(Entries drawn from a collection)

--

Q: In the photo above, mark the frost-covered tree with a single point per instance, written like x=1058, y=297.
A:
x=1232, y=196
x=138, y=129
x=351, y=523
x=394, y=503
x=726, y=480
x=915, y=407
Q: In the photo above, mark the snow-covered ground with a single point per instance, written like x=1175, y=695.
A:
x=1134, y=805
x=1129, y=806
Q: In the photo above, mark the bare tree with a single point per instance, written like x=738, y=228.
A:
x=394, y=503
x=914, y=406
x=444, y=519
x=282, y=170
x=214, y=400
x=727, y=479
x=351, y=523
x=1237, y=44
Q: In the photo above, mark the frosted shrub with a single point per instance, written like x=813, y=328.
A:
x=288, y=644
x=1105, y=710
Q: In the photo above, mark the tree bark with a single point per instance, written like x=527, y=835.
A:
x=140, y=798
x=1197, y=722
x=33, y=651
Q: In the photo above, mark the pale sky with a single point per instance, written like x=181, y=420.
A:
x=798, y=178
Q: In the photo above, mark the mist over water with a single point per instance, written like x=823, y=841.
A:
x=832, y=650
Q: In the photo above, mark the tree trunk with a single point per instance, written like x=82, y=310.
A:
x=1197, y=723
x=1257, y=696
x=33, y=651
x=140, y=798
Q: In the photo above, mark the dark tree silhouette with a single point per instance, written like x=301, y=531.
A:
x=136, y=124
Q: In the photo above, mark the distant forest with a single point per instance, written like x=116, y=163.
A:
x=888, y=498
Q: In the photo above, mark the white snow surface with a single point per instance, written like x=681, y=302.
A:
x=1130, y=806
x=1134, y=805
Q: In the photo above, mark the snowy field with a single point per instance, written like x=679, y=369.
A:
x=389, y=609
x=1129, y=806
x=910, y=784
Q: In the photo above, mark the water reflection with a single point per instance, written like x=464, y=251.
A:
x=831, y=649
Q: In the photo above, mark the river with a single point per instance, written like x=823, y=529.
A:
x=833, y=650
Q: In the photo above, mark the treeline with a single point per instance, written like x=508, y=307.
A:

--

- **Given request**: Could you lay out every line of the material above as a Markdown table with the columns Row and Line, skipping any blank lines?

- **Answer to the task**:
| Row | Line |
|---|---|
| 1 | Q: In the photo above, mark the frost-covered tree with a single point per instance, written like x=1058, y=297. |
| 2 | A: |
| 3 | x=1232, y=196 |
| 4 | x=138, y=129 |
| 5 | x=351, y=523 |
| 6 | x=394, y=503 |
| 7 | x=726, y=480 |
| 8 | x=915, y=407 |
| 9 | Q: In the photo above, mark the snow-covered ground with a single point per instance, written like x=1175, y=695. |
| 10 | A: |
| 11 | x=1134, y=805 |
| 12 | x=1129, y=806 |
| 13 | Q: In the photo above, mark the bare tree with a single point per instance, written like x=738, y=228. |
| 14 | A: |
| 15 | x=394, y=503 |
| 16 | x=914, y=406 |
| 17 | x=444, y=519 |
| 18 | x=282, y=170 |
| 19 | x=214, y=400 |
| 20 | x=727, y=479 |
| 21 | x=351, y=523 |
| 22 | x=1237, y=44 |
| 23 | Q: In the photo above, mark the frosted shrub with a single point per instance, written like x=813, y=328. |
| 24 | A: |
| 25 | x=288, y=644 |
| 26 | x=1105, y=710 |
| 27 | Q: In the photo above, mark the tree bark with a single point per instance, written like x=527, y=835. |
| 28 | A: |
| 29 | x=140, y=798 |
| 30 | x=1197, y=722 |
| 31 | x=33, y=651 |
| 32 | Q: In the photo above, mark the pale sky with a single point per instance, written like x=181, y=420. |
| 33 | A: |
| 34 | x=798, y=178 |
| 35 | Q: In the photo above, mark the mist over water with a single point per instance, written like x=823, y=841. |
| 36 | A: |
| 37 | x=832, y=650 |
| 38 | Q: In the photo above, mark the tree trunk with a single point per instance, written like x=82, y=310. |
| 39 | A: |
| 40 | x=1197, y=723 |
| 41 | x=1257, y=696 |
| 42 | x=33, y=651 |
| 43 | x=140, y=798 |
| 44 | Q: In the photo above, mark the dark tree silhouette with a single point per instance, written like x=301, y=531. |
| 45 | A: |
| 46 | x=136, y=124 |
| 47 | Q: In the photo above, mark the distant forest with a single point per instance, written like x=116, y=163. |
| 48 | A: |
| 49 | x=888, y=498 |
| 50 | Q: In the photo above, mark the white snow surface with a single point per instance, written like x=681, y=302. |
| 51 | A: |
| 52 | x=1130, y=806 |
| 53 | x=1134, y=805 |
| 54 | Q: In the photo above, mark the snowy field with a single point per instance, written like x=679, y=369. |
| 55 | A: |
| 56 | x=389, y=609 |
| 57 | x=1129, y=806 |
| 58 | x=910, y=784 |
| 59 | Q: In the photo above, mark the water reflection with a single point per instance, written like x=464, y=251. |
| 60 | A: |
| 61 | x=831, y=649 |
| 62 | Q: In the photo above, mark the river with a single point per instance, written like x=823, y=529. |
| 63 | A: |
| 64 | x=833, y=650 |
| 65 | Q: In the photo above, mark the treeline with a single point per instance, written like x=508, y=307. |
| 66 | A: |